SUPPLIED MATERIAL: Begin

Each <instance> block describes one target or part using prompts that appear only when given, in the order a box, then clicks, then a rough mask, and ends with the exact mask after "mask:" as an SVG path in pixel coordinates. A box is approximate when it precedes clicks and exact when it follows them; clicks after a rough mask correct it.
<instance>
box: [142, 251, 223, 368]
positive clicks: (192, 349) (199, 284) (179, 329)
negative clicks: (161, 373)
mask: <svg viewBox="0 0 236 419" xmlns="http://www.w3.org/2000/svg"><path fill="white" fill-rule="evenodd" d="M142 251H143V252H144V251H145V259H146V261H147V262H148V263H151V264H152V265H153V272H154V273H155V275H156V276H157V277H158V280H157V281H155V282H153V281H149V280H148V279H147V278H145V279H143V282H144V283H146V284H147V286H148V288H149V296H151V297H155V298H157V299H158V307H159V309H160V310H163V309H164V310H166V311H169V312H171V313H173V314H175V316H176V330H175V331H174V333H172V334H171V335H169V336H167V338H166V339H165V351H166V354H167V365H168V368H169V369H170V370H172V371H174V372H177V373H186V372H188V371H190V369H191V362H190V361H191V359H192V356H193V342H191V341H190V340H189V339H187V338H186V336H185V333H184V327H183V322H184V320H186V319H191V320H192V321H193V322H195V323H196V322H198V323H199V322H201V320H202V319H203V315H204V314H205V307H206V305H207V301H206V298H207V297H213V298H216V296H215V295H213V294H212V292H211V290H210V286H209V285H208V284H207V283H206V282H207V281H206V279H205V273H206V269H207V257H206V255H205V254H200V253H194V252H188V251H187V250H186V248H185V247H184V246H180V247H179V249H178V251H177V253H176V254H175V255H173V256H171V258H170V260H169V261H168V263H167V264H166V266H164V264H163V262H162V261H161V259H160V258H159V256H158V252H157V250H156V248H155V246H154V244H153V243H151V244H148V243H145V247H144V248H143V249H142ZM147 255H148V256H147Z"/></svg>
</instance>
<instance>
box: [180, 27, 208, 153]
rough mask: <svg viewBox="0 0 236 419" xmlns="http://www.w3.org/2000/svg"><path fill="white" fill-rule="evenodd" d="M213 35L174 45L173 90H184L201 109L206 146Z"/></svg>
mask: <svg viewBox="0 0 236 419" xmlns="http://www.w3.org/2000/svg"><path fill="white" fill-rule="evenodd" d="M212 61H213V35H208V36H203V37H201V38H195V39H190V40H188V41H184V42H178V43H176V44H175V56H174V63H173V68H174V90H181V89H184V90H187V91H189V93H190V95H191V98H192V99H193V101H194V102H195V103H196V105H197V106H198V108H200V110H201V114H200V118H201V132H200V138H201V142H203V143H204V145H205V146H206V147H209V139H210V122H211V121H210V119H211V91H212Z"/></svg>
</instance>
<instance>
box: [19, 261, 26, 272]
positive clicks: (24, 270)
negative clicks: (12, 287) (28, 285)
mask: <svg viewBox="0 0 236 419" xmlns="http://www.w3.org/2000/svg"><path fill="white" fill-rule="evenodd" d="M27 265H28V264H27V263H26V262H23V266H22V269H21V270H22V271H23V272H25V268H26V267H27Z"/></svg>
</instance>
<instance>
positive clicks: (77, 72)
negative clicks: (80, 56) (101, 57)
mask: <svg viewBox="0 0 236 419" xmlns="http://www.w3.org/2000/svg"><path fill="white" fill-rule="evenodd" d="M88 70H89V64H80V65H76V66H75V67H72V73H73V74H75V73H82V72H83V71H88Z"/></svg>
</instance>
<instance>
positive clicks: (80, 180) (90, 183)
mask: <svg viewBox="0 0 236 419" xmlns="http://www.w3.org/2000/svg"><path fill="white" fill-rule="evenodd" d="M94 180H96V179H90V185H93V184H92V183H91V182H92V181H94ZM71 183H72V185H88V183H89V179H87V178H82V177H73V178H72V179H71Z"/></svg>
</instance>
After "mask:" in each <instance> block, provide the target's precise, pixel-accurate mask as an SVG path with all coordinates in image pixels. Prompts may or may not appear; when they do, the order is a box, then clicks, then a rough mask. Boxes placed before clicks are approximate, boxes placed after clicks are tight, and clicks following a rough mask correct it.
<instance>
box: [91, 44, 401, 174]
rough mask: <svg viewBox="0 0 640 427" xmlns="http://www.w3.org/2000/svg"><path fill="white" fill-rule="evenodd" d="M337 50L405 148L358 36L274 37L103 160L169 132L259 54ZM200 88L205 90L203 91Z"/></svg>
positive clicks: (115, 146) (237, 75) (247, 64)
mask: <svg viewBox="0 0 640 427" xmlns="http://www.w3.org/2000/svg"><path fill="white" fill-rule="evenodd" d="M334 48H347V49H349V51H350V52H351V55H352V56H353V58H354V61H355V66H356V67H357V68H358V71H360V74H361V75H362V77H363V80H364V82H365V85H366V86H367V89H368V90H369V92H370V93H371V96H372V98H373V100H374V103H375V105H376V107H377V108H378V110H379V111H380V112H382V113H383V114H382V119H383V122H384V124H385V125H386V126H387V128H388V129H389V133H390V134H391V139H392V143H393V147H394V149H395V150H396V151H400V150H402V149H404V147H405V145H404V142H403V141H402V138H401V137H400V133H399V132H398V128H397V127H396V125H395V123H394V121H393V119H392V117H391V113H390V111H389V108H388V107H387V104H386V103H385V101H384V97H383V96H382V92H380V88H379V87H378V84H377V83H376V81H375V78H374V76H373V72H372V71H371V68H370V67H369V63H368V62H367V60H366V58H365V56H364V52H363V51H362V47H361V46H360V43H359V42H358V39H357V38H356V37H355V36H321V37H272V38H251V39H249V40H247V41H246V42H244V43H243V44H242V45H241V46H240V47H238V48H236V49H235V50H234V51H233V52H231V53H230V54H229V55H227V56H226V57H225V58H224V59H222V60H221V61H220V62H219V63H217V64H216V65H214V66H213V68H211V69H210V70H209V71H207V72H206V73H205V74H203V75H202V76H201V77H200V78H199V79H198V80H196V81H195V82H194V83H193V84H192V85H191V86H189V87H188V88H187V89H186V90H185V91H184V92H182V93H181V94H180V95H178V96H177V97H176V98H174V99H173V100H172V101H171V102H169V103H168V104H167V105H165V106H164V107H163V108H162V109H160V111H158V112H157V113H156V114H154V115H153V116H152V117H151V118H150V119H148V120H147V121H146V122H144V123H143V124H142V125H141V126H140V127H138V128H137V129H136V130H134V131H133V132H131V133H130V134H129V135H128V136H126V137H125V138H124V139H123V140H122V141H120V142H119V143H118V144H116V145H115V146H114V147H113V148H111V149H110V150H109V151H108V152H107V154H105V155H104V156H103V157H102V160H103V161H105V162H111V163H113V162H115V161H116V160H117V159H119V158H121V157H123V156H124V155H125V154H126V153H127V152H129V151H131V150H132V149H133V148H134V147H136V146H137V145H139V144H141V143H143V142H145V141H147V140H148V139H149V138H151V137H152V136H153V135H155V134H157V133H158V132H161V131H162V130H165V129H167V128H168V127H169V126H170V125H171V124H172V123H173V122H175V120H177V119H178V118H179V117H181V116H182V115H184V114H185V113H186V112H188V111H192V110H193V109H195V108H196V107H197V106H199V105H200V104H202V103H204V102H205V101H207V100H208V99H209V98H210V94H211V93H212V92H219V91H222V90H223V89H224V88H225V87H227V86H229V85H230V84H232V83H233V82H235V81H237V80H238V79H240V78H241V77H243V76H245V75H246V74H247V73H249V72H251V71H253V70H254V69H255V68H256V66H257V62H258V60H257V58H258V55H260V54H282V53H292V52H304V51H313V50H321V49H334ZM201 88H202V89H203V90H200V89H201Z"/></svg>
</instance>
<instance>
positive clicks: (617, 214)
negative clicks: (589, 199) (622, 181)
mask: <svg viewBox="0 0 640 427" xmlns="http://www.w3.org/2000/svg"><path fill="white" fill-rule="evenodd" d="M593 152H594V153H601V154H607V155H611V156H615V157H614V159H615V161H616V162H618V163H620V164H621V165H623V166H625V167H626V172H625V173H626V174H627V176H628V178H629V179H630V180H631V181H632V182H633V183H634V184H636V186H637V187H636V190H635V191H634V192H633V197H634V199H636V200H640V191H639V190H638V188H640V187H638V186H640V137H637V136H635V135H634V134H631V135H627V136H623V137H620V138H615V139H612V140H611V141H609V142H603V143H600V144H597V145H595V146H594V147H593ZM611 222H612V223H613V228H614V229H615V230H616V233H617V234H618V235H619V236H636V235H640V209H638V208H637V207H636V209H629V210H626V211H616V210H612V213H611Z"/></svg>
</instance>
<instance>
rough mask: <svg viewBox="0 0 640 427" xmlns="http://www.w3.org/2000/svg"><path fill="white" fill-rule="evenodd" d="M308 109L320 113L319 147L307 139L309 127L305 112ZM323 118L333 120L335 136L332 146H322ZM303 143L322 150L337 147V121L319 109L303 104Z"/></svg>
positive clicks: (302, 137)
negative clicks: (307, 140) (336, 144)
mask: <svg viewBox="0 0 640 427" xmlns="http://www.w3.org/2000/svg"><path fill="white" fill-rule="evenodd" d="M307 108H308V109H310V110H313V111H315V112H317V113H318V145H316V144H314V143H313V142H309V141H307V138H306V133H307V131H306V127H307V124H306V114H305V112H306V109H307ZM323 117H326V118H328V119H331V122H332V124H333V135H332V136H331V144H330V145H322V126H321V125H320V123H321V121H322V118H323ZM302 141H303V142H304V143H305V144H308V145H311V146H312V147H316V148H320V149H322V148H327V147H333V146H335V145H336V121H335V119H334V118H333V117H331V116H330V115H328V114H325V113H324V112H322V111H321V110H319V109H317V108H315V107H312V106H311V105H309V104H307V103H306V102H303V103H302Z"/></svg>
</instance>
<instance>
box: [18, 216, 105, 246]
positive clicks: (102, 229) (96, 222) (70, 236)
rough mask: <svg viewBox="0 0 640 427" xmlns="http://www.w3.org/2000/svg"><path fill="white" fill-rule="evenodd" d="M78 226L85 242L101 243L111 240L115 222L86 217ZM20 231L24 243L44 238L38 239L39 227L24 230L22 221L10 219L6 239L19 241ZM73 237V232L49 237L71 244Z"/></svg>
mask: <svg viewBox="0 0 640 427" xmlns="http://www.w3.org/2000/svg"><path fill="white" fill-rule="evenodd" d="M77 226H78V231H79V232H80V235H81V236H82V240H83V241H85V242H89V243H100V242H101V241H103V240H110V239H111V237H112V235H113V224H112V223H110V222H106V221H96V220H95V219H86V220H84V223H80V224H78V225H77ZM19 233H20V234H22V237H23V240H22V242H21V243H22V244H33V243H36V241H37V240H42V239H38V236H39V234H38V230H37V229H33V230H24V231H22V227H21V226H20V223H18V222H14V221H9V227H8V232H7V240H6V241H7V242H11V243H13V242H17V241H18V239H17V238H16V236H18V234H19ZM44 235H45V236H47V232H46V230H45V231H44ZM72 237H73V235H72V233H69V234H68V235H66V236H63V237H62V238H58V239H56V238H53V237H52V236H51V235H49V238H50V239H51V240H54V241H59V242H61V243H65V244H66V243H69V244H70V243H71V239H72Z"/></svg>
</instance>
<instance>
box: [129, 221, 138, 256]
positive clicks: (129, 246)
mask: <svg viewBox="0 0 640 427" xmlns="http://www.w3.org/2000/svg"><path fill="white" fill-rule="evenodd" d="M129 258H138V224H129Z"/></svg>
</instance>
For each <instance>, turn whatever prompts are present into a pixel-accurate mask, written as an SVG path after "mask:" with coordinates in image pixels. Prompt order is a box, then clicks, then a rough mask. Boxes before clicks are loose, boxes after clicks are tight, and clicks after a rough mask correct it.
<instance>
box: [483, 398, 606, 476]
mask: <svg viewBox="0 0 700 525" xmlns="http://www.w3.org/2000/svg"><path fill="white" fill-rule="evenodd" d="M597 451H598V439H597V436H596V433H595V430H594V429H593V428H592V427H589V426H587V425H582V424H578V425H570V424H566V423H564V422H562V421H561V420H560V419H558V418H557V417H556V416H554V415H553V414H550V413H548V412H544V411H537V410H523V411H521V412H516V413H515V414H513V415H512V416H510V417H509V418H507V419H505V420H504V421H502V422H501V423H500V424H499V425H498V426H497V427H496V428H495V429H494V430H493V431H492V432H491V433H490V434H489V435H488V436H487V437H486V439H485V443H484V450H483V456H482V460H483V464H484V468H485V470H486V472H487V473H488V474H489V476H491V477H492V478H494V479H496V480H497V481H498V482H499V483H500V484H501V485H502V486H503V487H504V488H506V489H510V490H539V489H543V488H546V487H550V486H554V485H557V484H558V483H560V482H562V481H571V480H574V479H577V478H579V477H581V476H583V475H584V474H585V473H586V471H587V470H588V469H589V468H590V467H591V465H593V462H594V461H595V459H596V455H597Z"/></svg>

SUPPLIED MATERIAL: End

Copy only this part of the entries above: the line with "109L320 113L319 147L307", the line with "positive clicks: (302, 137)", and the lines between, all exactly as written.

rough mask: <svg viewBox="0 0 640 427" xmlns="http://www.w3.org/2000/svg"><path fill="white" fill-rule="evenodd" d="M308 109L320 113L319 147L307 139L309 127L305 112ZM323 118L333 120L335 136L332 146H322ZM303 143L322 150L337 147V121L319 109L303 104Z"/></svg>
positive clicks: (302, 137)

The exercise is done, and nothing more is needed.